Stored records
☆ ☆ ☆ ☆ ☆ ☆ ☆

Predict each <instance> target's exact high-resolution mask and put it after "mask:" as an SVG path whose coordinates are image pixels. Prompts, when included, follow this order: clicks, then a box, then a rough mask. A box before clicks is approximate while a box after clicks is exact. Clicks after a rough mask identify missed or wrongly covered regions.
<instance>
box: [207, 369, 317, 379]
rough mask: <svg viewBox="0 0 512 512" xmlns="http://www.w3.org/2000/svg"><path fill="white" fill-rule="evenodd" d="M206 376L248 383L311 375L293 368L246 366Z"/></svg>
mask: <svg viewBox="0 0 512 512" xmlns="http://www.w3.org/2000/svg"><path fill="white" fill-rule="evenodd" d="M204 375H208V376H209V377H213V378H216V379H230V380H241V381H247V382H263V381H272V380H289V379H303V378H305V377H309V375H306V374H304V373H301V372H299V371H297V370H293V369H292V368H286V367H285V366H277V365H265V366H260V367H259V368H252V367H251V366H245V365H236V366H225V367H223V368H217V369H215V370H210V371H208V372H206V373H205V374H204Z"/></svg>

☆ ☆ ☆ ☆ ☆ ☆ ☆

**What is required:**
Swap "SVG path" for "SVG outline" in the records from their start up to and including the line with "box: [207, 369, 317, 379]", and give those lines again with nothing else changed.

**Answer box:**
Predict each <instance> target's exact high-resolution mask and put it after "mask:" as an SVG outline whose coordinates are image pixels. Prompts, when included, follow this order: clicks, then a box, then a rough mask. A box before clicks is approximate while a box after clicks is exact. Clicks after a rough mask identify missed or wrongly covered regions.
<instance>
box: [207, 369, 317, 379]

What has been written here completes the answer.